_PROBLEM STATEMENT_
Nothing in the records may be dropped or altered when you repeat them.

_EXCERPTED RECORDS_
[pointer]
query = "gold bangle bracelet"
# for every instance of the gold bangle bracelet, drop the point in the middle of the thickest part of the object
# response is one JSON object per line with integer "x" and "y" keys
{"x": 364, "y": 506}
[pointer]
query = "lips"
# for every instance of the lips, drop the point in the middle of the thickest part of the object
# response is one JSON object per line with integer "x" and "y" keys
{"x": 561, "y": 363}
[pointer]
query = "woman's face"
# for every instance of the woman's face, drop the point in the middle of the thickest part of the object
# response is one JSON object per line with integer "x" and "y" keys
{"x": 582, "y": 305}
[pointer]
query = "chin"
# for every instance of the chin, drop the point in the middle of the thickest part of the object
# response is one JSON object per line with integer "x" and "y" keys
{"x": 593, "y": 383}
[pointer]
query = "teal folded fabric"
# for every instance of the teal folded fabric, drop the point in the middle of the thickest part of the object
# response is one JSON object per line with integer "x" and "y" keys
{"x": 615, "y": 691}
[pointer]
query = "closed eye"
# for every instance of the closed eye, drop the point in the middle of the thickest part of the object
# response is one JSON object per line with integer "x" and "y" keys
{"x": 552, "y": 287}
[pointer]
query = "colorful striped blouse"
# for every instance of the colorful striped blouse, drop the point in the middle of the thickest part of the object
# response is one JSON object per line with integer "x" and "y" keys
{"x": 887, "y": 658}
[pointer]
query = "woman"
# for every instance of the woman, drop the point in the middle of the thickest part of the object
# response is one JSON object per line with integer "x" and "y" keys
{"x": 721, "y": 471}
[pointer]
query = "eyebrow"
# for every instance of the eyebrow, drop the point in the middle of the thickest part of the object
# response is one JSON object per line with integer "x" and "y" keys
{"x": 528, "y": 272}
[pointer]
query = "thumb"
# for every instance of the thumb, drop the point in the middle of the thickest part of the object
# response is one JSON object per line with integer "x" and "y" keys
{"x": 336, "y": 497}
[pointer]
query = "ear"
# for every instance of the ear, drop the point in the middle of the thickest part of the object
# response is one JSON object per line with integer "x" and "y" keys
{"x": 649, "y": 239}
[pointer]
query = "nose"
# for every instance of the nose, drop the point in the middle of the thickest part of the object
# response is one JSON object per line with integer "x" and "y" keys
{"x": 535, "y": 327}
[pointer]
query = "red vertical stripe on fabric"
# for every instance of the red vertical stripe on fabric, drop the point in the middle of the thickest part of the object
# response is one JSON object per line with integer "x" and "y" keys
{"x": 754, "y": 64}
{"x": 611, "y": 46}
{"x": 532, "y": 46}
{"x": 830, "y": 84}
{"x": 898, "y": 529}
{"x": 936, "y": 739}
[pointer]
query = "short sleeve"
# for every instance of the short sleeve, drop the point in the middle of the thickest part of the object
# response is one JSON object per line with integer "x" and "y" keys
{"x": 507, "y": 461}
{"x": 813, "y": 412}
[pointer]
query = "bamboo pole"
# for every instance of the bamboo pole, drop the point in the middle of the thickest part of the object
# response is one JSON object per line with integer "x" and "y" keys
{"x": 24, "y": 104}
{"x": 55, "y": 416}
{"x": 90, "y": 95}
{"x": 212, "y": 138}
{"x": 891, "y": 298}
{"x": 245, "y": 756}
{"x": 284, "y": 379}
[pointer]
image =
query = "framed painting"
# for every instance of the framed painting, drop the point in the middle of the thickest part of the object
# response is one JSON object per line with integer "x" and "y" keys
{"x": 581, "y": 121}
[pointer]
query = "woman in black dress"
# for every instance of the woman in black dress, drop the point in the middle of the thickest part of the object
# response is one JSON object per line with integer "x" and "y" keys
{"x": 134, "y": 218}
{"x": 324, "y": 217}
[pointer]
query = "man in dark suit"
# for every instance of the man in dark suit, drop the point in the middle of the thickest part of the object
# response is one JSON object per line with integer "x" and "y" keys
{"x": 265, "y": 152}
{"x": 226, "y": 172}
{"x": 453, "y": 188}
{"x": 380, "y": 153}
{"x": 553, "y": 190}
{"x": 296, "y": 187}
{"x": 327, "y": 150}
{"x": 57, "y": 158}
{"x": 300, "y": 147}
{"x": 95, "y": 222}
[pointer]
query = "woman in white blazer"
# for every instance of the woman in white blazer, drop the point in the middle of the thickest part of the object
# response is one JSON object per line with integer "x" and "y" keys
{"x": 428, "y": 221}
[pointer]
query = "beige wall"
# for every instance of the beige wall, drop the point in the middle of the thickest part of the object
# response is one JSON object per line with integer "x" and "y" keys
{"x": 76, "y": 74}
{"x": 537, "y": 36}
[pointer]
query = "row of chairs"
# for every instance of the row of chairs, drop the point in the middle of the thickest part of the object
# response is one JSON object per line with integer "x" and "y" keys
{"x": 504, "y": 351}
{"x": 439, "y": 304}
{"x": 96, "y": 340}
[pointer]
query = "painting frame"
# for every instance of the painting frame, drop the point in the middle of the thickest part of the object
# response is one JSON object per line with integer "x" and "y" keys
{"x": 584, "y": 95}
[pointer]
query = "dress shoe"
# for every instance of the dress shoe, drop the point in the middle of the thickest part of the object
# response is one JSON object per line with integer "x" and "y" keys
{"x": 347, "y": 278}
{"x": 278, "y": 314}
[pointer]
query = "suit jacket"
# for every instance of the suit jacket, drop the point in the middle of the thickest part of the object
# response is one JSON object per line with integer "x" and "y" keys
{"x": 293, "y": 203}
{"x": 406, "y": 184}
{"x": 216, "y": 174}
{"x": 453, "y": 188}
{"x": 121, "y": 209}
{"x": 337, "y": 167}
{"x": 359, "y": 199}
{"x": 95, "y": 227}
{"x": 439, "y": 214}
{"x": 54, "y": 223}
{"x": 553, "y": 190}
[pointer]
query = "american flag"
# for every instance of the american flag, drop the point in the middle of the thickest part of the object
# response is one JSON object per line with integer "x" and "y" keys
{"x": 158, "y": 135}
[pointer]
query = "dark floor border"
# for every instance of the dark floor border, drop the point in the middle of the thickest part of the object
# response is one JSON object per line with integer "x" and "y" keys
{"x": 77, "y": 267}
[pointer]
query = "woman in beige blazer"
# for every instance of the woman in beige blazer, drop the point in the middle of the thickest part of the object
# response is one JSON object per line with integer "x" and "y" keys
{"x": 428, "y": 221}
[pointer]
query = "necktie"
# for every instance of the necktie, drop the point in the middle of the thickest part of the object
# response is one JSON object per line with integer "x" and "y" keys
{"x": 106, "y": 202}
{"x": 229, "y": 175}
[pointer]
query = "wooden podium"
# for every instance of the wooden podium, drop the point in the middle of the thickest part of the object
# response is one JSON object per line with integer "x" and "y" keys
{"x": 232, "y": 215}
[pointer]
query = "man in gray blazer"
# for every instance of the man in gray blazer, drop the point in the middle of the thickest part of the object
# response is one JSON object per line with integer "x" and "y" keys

_TASK RESULT_
[pointer]
query = "gold bangle bracelet"
# for every instance of the gold bangle bracelet, drop the point in the middle of the thickest part of the object
# response is one JSON object per line with integer "x" and "y" keys
{"x": 364, "y": 506}
[pointer]
query = "lips"
# for every instance of the lips, drop the point in the middle of the thickest part of the object
# response is one JSON object per line with integer "x" and "y" keys
{"x": 561, "y": 363}
[pointer]
query = "woman's face"
# for every instance of the woman's face, drop the point in the middle of the thickest part of the object
# response is one JSON object per line with integer "x" and "y" keys
{"x": 582, "y": 305}
[pointer]
query = "chin"
# for every instance of the chin, drop the point in the middle of the thickest part of the object
# response is one JSON object per line with integer "x" and "y" keys
{"x": 593, "y": 383}
[pointer]
query = "teal folded fabric"
# for every instance of the teal folded fabric, drop the point in the middle of the thickest part of the object
# response is one JSON object per line with integer "x" and "y" keys
{"x": 615, "y": 691}
[pointer]
query = "closed eye"
# for every instance of the closed eye, drop the point in the middle of the thickest part of the object
# response is one JSON object per line with integer "x" and "y" keys
{"x": 552, "y": 287}
[pointer]
query = "colorful striped blouse"
# for every instance of the colorful striped blouse, drop the point in the middle of the thickest part of the object
# response is one JSON object per line with integer "x" and "y" keys
{"x": 887, "y": 658}
[pointer]
query = "woman"
# for every instance of the woman, drop the point in the middle of the thickest part of the object
# response is one JSON object per line with integer "x" and "y" keys
{"x": 721, "y": 471}
[pointer]
query = "eyebrow"
# for every instance of the eyebrow, drop the point in the middle of the thickest part of the object
# response is one JSON object per line with integer "x" and "y" keys
{"x": 528, "y": 272}
[pointer]
query = "thumb"
# for every instance of the thumb, drop the point in the middle of the thickest part of the object
# response is one JSON object per line with integer "x" and "y" keys
{"x": 336, "y": 497}
[pointer]
query = "ear"
# for every instance of the ear, drop the point in the middle of the thickest part of the object
# response is one JSON object per line with integer "x" and "y" keys
{"x": 649, "y": 239}
[pointer]
query = "nose"
# for every instance of the nose, drop the point in the middle of the thickest part of the object
# response is one JSON object per line with integer "x" and "y" keys
{"x": 535, "y": 327}
[pointer]
query = "red vertical stripe on fabric"
# for every instance of the red vertical stripe on fabric, drop the point in the middle of the thickest part of the object
# response is one JSON object per line with integer "x" and "y" keys
{"x": 754, "y": 64}
{"x": 611, "y": 46}
{"x": 532, "y": 46}
{"x": 830, "y": 84}
{"x": 898, "y": 529}
{"x": 936, "y": 739}
[pointer]
query = "short sleeve"
# for every instance of the short sleeve, drop the point in the middle of the thickest part of the object
# response is one JSON object per line with integer "x" and "y" keys
{"x": 507, "y": 461}
{"x": 813, "y": 412}
[pointer]
query = "bamboo pole"
# for every instance of the bamboo pole, drop the point in the middle of the thickest part of the object
# response is one JSON object per line with integer "x" and "y" keys
{"x": 24, "y": 104}
{"x": 55, "y": 416}
{"x": 90, "y": 95}
{"x": 212, "y": 138}
{"x": 891, "y": 298}
{"x": 245, "y": 756}
{"x": 284, "y": 379}
[pointer]
image =
query = "framed painting"
# for every instance of the framed painting, drop the point in the middle of the thickest part of the object
# response is one JSON object per line with integer "x" and "y" keys
{"x": 581, "y": 121}
[pointer]
query = "woman in black dress"
# for every instance of the woman in black dress, drop the point in the middle of the thickest part of the object
# response is one JSON object per line with integer "x" and "y" keys
{"x": 134, "y": 218}
{"x": 324, "y": 217}
[pointer]
query = "man in dark suit"
# for every instance of the man in dark suit, drop the point in the middle of the thickest part of the object
# response is one JSON object per line with integer "x" and "y" keys
{"x": 265, "y": 152}
{"x": 226, "y": 172}
{"x": 453, "y": 188}
{"x": 380, "y": 153}
{"x": 553, "y": 190}
{"x": 296, "y": 187}
{"x": 327, "y": 150}
{"x": 57, "y": 158}
{"x": 300, "y": 147}
{"x": 95, "y": 222}
[pointer]
query = "woman in white blazer"
# for every instance of the woman in white blazer, drop the point in the middle of the thickest part of the object
# response is one JSON object per line with integer "x" and "y" keys
{"x": 428, "y": 221}
[pointer]
query = "beige wall"
# for every instance of the beige wall, drop the point in the middle of the thickest part of the object
# response is one JSON object per line with integer "x" and "y" keys
{"x": 76, "y": 74}
{"x": 537, "y": 36}
[pointer]
query = "row of chairs"
# for every instance of the row of chairs, drop the point in the middle of the thickest part of the object
# response is one JSON object per line with integer "x" and "y" keys
{"x": 504, "y": 351}
{"x": 439, "y": 304}
{"x": 96, "y": 340}
[pointer]
query = "painting frame"
# for every instance of the painting frame, drop the point in the middle of the thickest part of the object
# response is one JSON object per line with integer "x" and "y" keys
{"x": 584, "y": 95}
[pointer]
query = "dress shoe"
# for every instance of the dress shoe, drop the point in the middle of the thickest part of the object
# response is one JSON object per line with integer "x" and "y" keys
{"x": 347, "y": 278}
{"x": 278, "y": 314}
[pointer]
query = "suit jacket"
# for every instance of the suit jacket, drop the point in the middle of the thickest part of the object
# response is one JSON object per line with integer "x" and "y" keys
{"x": 293, "y": 203}
{"x": 406, "y": 184}
{"x": 216, "y": 174}
{"x": 453, "y": 188}
{"x": 121, "y": 209}
{"x": 337, "y": 167}
{"x": 359, "y": 199}
{"x": 95, "y": 227}
{"x": 439, "y": 214}
{"x": 54, "y": 223}
{"x": 553, "y": 190}
[pointer]
query = "american flag"
# for every instance of the american flag, drop the point in the middle of the thickest part of the object
# response is one JSON object per line with integer "x" and "y" keys
{"x": 158, "y": 135}
[pointer]
query = "dark floor border"
# for every instance of the dark floor border, drop the point in the middle of the thickest part of the object
# response is one JSON object per line with integer "x" and "y" keys
{"x": 77, "y": 267}
[pointer]
query = "woman in beige blazer"
# for every instance of the woman in beige blazer, drop the point in the middle of the thickest part of the object
# response is one JSON object per line with integer "x" and "y" keys
{"x": 428, "y": 221}
[pointer]
query = "necktie"
# for every instance of the necktie, drop the point in the middle of the thickest part of the object
# response is one JSON object per line with integer "x" and "y" keys
{"x": 106, "y": 202}
{"x": 229, "y": 175}
[pointer]
query = "wooden podium"
# for every instance of the wooden podium, drop the point in the middle of the thickest part of the object
# response is one JSON object per line with integer "x" and "y" keys
{"x": 232, "y": 215}
[pointer]
query = "man in gray blazer"
# for every instance of the man in gray blazer, drop the point in the middle of the thickest part of the object
# response is one JSON object per line with integer "x" and "y" keys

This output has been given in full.